*Exercise description*: Please transcribe the entries below without omitting a single character.

*Data shown*:
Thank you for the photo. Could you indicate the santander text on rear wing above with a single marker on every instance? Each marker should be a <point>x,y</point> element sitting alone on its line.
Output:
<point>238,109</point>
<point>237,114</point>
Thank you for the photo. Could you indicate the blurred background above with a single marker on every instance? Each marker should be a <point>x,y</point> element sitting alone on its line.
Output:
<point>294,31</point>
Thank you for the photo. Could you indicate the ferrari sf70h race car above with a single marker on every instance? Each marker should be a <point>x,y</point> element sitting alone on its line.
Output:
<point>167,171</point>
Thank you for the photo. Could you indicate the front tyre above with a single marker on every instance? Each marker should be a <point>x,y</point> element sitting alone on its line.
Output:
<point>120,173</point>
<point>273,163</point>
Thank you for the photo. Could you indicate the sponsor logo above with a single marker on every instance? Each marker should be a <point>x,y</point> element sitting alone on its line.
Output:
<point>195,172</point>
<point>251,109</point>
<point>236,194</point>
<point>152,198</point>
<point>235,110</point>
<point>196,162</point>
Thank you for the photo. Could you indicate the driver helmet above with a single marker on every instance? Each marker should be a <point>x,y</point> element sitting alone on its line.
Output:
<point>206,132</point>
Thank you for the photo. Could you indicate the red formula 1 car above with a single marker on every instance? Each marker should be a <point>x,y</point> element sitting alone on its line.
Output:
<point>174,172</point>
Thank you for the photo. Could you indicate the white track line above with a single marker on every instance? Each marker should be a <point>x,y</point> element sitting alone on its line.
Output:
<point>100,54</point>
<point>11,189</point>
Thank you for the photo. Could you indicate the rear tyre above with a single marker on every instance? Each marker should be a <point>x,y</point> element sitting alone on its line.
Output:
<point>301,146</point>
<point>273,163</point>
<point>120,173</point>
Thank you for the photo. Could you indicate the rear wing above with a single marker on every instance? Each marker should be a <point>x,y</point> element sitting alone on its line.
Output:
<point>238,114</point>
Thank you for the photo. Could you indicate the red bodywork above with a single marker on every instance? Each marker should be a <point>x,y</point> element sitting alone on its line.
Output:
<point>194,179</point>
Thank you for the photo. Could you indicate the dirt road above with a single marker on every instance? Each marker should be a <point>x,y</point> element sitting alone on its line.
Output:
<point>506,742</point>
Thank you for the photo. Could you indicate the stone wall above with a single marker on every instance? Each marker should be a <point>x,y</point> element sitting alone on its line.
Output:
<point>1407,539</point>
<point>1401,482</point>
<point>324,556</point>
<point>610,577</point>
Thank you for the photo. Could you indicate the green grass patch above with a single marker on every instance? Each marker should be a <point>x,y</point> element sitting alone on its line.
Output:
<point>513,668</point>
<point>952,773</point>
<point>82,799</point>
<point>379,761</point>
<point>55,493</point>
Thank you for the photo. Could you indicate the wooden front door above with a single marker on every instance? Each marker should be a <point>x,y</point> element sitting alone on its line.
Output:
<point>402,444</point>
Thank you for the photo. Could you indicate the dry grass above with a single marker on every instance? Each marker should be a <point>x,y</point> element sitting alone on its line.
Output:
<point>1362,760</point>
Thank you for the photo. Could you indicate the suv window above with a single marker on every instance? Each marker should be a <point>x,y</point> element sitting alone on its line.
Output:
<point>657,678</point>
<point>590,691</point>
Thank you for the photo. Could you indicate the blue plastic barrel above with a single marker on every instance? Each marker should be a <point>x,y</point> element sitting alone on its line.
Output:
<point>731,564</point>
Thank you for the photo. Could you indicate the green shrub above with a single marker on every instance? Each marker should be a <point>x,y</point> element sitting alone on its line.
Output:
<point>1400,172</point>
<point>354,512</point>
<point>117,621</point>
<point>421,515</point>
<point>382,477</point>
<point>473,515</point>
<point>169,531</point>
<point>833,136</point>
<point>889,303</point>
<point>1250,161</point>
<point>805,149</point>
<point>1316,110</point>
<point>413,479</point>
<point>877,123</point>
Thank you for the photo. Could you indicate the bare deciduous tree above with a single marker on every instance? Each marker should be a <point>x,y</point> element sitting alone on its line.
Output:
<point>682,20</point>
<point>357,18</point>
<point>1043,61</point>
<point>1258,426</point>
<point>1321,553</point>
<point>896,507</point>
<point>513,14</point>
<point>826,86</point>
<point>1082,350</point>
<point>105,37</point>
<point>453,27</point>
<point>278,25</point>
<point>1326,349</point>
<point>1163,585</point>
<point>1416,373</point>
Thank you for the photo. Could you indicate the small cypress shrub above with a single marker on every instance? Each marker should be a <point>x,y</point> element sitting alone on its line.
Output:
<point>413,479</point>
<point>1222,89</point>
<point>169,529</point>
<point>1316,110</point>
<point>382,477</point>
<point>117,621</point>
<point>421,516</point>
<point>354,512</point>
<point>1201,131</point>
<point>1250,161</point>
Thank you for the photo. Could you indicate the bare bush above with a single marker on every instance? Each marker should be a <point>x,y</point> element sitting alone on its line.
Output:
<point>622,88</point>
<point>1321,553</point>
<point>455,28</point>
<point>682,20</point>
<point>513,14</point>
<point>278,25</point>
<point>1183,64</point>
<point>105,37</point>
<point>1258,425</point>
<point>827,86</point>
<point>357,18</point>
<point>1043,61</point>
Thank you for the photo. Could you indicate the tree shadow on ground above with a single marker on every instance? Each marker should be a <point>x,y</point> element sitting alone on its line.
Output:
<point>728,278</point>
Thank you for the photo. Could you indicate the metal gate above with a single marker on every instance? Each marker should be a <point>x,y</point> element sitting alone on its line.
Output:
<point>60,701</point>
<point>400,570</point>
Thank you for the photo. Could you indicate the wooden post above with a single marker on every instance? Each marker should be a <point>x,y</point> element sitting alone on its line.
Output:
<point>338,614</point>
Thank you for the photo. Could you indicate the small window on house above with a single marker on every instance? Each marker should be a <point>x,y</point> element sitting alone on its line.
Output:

*Written solution*:
Thank you for the photo. Could you indicate the santander text on rear wing above with a single marker on every instance? Each marker should be a <point>x,y</point> element sitting alone on its line.
Output:
<point>238,109</point>
<point>237,114</point>
Thank you for the photo. Could you indicate the blurred background above with a single marker on every instance? Each marker should be a <point>x,y</point> element sitting alone on its line.
Output:
<point>294,31</point>
Thank you for the photo. Could you indicate the ferrari sf70h race car above with a single marker on every instance? Each marker should be a <point>x,y</point> element sitting alone on its line.
Output:
<point>167,171</point>
Thank you for the photo. Could you indicate the front tyre above with a single marker on every instance? Each marker should be a <point>x,y</point> element sitting alone on its line.
Output:
<point>120,173</point>
<point>273,163</point>
Thank you for the photo. Could you indicate the sponsor logo above with a single marker on every instance? Each marker should be a <point>x,y</point> element sitting alone on its line.
Output:
<point>195,172</point>
<point>251,109</point>
<point>236,194</point>
<point>152,198</point>
<point>235,110</point>
<point>196,162</point>
Thank you for the photo. Could you indicate the driver helmet above with a single marker on every instance? Each marker should be a <point>x,y</point> element sitting alone on its line.
Output:
<point>206,132</point>
Thank you for the photo. Could you indicate the red formula 1 car above with a single marker on every instance? Each marker should be a <point>x,y</point> element sitting alone on its line.
Output:
<point>174,172</point>
Thank you for the photo. Could you indicate the white track line above with a single marker on every instance? Each marker should be a <point>x,y</point> element sitting alone on its line.
Output:
<point>100,54</point>
<point>11,189</point>
Thank you for the photo. Could you indicate the rear tyre above with a single marker on every instance? Each marker should be a <point>x,y</point> element sitting alone on its line.
Output:
<point>301,146</point>
<point>273,163</point>
<point>120,173</point>
Thank you for the photo. Could you indicate the rear wing above with a single marker on every instance? Each marker should be a <point>x,y</point> element sitting alone on its line.
Output:
<point>238,114</point>
Thank you for the photo. Could you indicate the red bodywork above with a single marker on every instance? Each marker should be a <point>x,y</point> element sitting alone on its line.
Output:
<point>194,179</point>
Thank you for the photo. Could you indicate the dirt road above with a single marker on every instance? Each marker should be a <point>x,y</point> element sitting alone on its line.
Output:
<point>506,742</point>
Thank you for the photo. Could you indicate the stone wall above with a single marker on every instance? Each marker should be a <point>x,y</point> element sitting alone on its line.
Output:
<point>1407,539</point>
<point>1401,482</point>
<point>324,556</point>
<point>610,577</point>
Thank you for the photo. Could you indicate the green grass patch above with a single marker on every instance? Each marker should be a <point>x,y</point> element sitting alone on its line.
Output:
<point>513,668</point>
<point>952,773</point>
<point>82,799</point>
<point>379,761</point>
<point>55,493</point>
Thank you for the photo. Could you indicate the wooden front door above with a single marker on every instance? Each marker should be a <point>x,y</point> element sitting alone on its line.
Output:
<point>402,444</point>
Thank you for the photo. Could you indicate the dry grass above with a single marker on every instance? Each marker should be a <point>x,y</point> element sitting alone on its line.
Output:
<point>1362,760</point>
Thank you for the photo. Could you indicate the suv window above with a single marker on every instance? Each marker should be a <point>x,y</point> element sitting alone on its line.
Output:
<point>657,678</point>
<point>590,691</point>
Thank you for the photo. Could you indicate the blue plastic barrel above with a single marker on every instance? Each marker should be a <point>x,y</point> element sitting alone on its line.
Output:
<point>731,564</point>
Thank you for the photo. Could you indicate the green shrub above with a single marker on every instance? Each marker should be a <point>x,y</point> element sitting alone on its line.
Output:
<point>1400,172</point>
<point>354,512</point>
<point>117,621</point>
<point>421,515</point>
<point>382,477</point>
<point>473,515</point>
<point>169,531</point>
<point>833,136</point>
<point>889,303</point>
<point>1250,161</point>
<point>805,149</point>
<point>1316,110</point>
<point>413,479</point>
<point>877,123</point>
Thank you for the photo. Could you indicate the bare deciduous tree above with a single marker on every instance? Each marker should be a <point>x,y</point> element sitting alone on its line.
Output:
<point>682,20</point>
<point>357,18</point>
<point>1043,61</point>
<point>1258,426</point>
<point>1321,553</point>
<point>896,507</point>
<point>513,14</point>
<point>826,86</point>
<point>1082,350</point>
<point>105,37</point>
<point>453,27</point>
<point>278,25</point>
<point>1326,349</point>
<point>1163,585</point>
<point>1416,373</point>
Thank you for the photo. Could you indicate the small cypress shrub above with a single marker on every instance? Each marker should be a <point>x,y</point> element sitting alone on its line.
Output:
<point>413,479</point>
<point>1222,89</point>
<point>169,529</point>
<point>1316,110</point>
<point>382,477</point>
<point>117,621</point>
<point>421,516</point>
<point>354,512</point>
<point>1201,131</point>
<point>1250,161</point>
Thank you for the photo. Could you indicate the bare bush above with a single marker on every instance? Each marker should be a <point>x,y</point> element sitting alone on its line.
Output:
<point>622,88</point>
<point>1321,553</point>
<point>455,28</point>
<point>682,20</point>
<point>513,14</point>
<point>278,25</point>
<point>1183,64</point>
<point>105,37</point>
<point>1258,425</point>
<point>827,86</point>
<point>357,18</point>
<point>1043,61</point>
Thank you for the photo. Could you indicate the tree shadow on ground above with a single marker on every instance? Each marker should be a <point>x,y</point> element sitting alone on its line.
Output:
<point>728,278</point>
Thank you for the photo. Could you indicate the metal gate above with a single marker on every instance? Each marker should be a <point>x,y</point> element sitting alone on its line.
Output:
<point>60,701</point>
<point>400,570</point>
Thank you for the photo. Could you indicate the wooden post above with a single marker on every instance? Each marker should be a <point>x,y</point> element sitting alone on its line.
Output:
<point>338,614</point>
Thank you for the photo. Could you indicate the small window on house above with a single marker on every instance? Each marker should be a <point>x,y</point> element sitting alone on its line.
Output:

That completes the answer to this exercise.